### INFORMATION SUPPLIED
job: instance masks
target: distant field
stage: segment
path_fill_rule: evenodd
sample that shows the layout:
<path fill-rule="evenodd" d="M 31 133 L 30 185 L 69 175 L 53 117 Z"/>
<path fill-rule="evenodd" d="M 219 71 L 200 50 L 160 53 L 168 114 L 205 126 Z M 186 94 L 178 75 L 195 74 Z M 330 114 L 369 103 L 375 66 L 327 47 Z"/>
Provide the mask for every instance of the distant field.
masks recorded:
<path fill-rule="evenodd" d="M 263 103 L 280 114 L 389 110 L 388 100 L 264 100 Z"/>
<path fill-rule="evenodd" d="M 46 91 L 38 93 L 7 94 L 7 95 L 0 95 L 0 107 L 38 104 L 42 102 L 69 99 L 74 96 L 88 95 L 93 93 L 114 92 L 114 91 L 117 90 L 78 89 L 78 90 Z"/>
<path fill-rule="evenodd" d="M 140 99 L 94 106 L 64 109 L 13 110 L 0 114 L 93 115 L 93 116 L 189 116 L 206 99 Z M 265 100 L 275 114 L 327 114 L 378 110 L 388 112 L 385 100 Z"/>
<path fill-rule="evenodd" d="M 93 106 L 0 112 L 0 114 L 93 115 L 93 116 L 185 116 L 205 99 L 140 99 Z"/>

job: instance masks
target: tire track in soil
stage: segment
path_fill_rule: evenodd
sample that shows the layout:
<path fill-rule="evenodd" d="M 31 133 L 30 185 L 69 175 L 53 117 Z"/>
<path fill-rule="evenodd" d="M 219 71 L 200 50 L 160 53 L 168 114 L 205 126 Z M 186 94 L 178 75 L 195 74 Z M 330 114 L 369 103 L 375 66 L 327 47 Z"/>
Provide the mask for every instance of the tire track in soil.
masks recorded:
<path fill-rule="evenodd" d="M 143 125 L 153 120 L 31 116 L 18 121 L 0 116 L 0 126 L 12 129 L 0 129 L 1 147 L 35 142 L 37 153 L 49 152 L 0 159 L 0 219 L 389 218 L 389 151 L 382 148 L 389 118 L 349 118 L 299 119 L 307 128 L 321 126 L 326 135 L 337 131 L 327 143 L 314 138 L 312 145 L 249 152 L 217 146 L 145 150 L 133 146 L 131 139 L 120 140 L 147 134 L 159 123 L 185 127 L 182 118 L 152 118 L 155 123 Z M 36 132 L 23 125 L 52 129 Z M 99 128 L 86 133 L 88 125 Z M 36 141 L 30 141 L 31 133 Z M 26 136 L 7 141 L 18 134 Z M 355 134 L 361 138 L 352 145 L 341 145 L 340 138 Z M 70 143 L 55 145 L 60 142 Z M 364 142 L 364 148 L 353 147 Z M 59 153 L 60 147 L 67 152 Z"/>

### PROBLEM TO SOLVE
Present every line of the data above as a numbered list, leaving out any blank lines.

### RESPONSE FOR THIS EXERCISE
1. job: instance masks
2. target: distant field
3. stage: segment
4. path_fill_rule: evenodd
5. sample that shows the layout:
6. <path fill-rule="evenodd" d="M 31 133 L 30 185 L 69 175 L 53 117 Z"/>
7. <path fill-rule="evenodd" d="M 219 71 L 200 50 L 160 53 L 168 114 L 205 126 Z M 186 94 L 178 75 L 195 74 Z M 330 114 L 369 103 L 375 66 L 327 47 Z"/>
8. Provide the mask for every instance of the distant field.
9. masks recorded:
10. <path fill-rule="evenodd" d="M 263 103 L 280 114 L 389 110 L 388 100 L 264 100 Z"/>
11. <path fill-rule="evenodd" d="M 46 91 L 38 93 L 7 94 L 7 95 L 0 95 L 0 107 L 38 104 L 42 102 L 69 99 L 74 96 L 88 95 L 93 93 L 114 92 L 114 91 L 117 90 L 78 89 L 78 90 Z"/>
12. <path fill-rule="evenodd" d="M 140 99 L 94 106 L 64 109 L 13 110 L 0 114 L 93 115 L 93 116 L 189 116 L 206 99 Z M 265 100 L 275 114 L 327 114 L 378 110 L 388 112 L 385 100 Z"/>
13. <path fill-rule="evenodd" d="M 93 106 L 0 112 L 0 114 L 93 115 L 93 116 L 185 116 L 205 99 L 140 99 Z"/>
14. job: instance masks
15. target: tire track in soil
16. stage: segment
17. path_fill_rule: evenodd
18. sample that shows the layout:
19. <path fill-rule="evenodd" d="M 31 133 L 30 185 L 69 175 L 53 117 Z"/>
20. <path fill-rule="evenodd" d="M 219 71 L 200 50 L 160 53 L 168 114 L 205 126 Z M 186 94 L 178 75 L 195 74 Z M 330 114 L 369 103 L 375 66 L 327 47 Z"/>
21. Provide the mask for every instance of the tire track in soil.
22. masks recorded:
23. <path fill-rule="evenodd" d="M 143 125 L 153 120 L 31 116 L 18 121 L 0 116 L 0 126 L 12 129 L 0 129 L 1 147 L 35 142 L 37 153 L 49 152 L 0 159 L 0 219 L 389 218 L 389 151 L 382 148 L 389 118 L 349 118 L 299 119 L 307 128 L 321 126 L 326 135 L 337 131 L 327 143 L 314 138 L 312 145 L 249 152 L 217 146 L 145 150 L 133 146 L 131 139 L 120 140 L 147 134 L 159 123 L 185 127 L 182 118 L 152 118 L 155 123 Z M 36 132 L 23 125 L 52 129 Z M 99 128 L 86 133 L 88 125 Z M 36 141 L 30 141 L 31 133 Z M 26 136 L 7 141 L 18 134 Z M 355 134 L 361 138 L 352 145 L 341 145 L 340 138 Z M 70 143 L 55 145 L 60 142 Z M 364 142 L 364 148 L 353 147 Z M 59 153 L 60 147 L 67 152 Z"/>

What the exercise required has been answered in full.